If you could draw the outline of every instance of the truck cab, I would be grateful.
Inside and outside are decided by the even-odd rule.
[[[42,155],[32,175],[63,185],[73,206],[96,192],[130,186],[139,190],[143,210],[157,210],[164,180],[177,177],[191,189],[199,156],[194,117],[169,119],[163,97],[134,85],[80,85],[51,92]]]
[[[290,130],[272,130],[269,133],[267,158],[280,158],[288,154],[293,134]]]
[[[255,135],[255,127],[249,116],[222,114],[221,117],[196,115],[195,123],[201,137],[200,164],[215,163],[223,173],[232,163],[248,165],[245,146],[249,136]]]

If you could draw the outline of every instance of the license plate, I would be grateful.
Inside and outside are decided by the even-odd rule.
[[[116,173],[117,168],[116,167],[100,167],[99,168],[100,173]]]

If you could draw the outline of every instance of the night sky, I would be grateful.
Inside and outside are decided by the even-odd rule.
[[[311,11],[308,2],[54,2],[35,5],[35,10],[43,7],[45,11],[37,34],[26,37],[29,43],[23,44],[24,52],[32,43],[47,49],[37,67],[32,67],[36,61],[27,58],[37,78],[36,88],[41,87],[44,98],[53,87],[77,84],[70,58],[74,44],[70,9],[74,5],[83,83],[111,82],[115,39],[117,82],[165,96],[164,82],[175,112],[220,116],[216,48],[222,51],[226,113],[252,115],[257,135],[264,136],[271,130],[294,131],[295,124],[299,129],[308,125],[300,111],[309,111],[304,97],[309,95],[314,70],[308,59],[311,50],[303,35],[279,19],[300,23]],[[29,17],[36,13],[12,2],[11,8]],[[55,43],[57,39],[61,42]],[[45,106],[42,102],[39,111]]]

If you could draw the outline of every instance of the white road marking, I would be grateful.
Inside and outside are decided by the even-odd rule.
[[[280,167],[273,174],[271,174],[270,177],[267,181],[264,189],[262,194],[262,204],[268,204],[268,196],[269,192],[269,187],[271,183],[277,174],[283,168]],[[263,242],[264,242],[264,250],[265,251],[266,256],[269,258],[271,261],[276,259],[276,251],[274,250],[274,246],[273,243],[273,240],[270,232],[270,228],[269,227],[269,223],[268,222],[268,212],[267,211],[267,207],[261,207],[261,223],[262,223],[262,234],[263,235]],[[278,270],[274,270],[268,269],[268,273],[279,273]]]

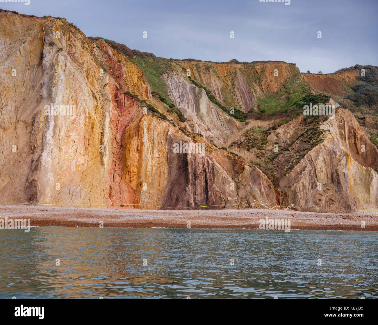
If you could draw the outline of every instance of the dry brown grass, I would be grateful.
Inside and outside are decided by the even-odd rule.
[[[228,150],[230,152],[236,153],[246,161],[248,161],[254,165],[258,164],[261,162],[260,159],[257,158],[254,153],[248,150],[237,149],[234,147],[229,148]]]

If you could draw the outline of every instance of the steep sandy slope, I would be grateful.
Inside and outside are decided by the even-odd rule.
[[[283,201],[299,209],[376,208],[378,149],[348,110],[338,109],[335,118],[327,119],[320,127],[325,131],[324,140],[292,171],[278,176]],[[294,129],[283,125],[277,132],[288,140]]]
[[[258,169],[179,131],[190,126],[152,95],[137,65],[103,40],[87,39],[64,19],[2,11],[0,23],[0,202],[145,208],[277,203]],[[192,87],[197,101],[188,107],[213,114],[202,116],[219,128],[209,134],[234,130],[237,123],[203,91]],[[75,109],[46,115],[51,103]],[[196,138],[205,144],[204,155],[174,152],[174,144]]]
[[[302,76],[313,91],[343,96],[350,91],[348,86],[356,83],[358,71],[344,71],[337,73],[302,73]]]

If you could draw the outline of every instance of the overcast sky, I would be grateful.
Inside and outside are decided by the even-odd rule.
[[[0,2],[0,8],[64,17],[87,36],[158,56],[283,61],[325,73],[378,65],[378,0],[29,1]]]

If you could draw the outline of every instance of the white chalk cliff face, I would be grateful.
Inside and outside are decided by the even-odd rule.
[[[219,148],[245,124],[183,72],[191,69],[193,80],[228,109],[235,103],[250,112],[258,98],[300,74],[294,65],[173,60],[161,81],[186,119],[180,121],[153,95],[155,86],[137,62],[136,56],[144,55],[130,57],[118,50],[87,38],[64,19],[0,12],[0,203],[376,208],[378,150],[349,111],[338,109],[321,124],[322,141],[289,172],[275,165],[275,188],[256,166]],[[311,87],[323,86],[322,77],[308,78]],[[61,106],[74,108],[69,114]],[[52,114],[46,114],[46,106],[53,106]],[[272,130],[268,141],[293,142],[300,152],[302,144],[295,141],[301,119]],[[175,153],[180,141],[203,143],[204,154]]]
[[[210,143],[221,145],[240,127],[240,122],[210,101],[203,88],[175,72],[164,77],[170,96],[188,120],[194,133],[202,134]]]

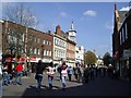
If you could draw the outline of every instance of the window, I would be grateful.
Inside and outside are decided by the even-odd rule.
[[[44,50],[44,56],[46,56],[46,50]]]

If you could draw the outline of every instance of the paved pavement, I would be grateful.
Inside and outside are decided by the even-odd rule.
[[[43,88],[36,89],[34,74],[23,77],[23,85],[3,86],[3,97],[5,96],[131,96],[129,83],[126,79],[110,79],[109,77],[97,77],[88,84],[73,82],[67,83],[67,89],[61,89],[59,76],[53,78],[53,88],[48,89],[47,75],[44,75]]]

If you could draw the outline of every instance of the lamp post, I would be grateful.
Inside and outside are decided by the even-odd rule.
[[[41,60],[44,58],[44,45],[41,45]]]

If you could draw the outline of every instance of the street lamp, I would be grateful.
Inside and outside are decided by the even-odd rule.
[[[41,45],[41,59],[44,58],[44,45]]]

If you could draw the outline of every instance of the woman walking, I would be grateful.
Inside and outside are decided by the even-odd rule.
[[[36,66],[36,76],[35,76],[35,78],[37,79],[38,90],[40,90],[40,88],[41,88],[43,71],[44,71],[44,65],[43,65],[41,60],[39,60],[38,64]]]
[[[50,62],[50,65],[47,69],[47,74],[48,74],[48,84],[49,84],[49,88],[52,89],[52,79],[53,79],[53,74],[55,74],[55,68],[53,68],[53,63]]]
[[[62,83],[62,89],[66,88],[66,78],[68,76],[68,65],[66,65],[66,62],[61,65],[61,83]]]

══════════════════════════════

Copy the rows word for word, starting at the line that contains "walking, I would be grateful." and ending at the last line of the rows.

**RESPONSE**
If you could draw the outline of every instance of the woman walking, I would be grateful.
Inside and outside are decided by the even-odd rule.
[[[36,66],[36,76],[35,76],[35,78],[37,79],[38,90],[40,90],[40,88],[41,88],[43,71],[44,71],[44,65],[43,65],[41,60],[39,60],[38,64]]]
[[[50,62],[50,65],[47,69],[47,74],[48,74],[48,84],[49,84],[49,88],[52,89],[52,79],[53,79],[53,74],[55,74],[55,68],[53,68],[53,63]]]
[[[62,83],[62,89],[66,88],[66,78],[68,76],[68,65],[66,65],[66,62],[61,65],[61,83]]]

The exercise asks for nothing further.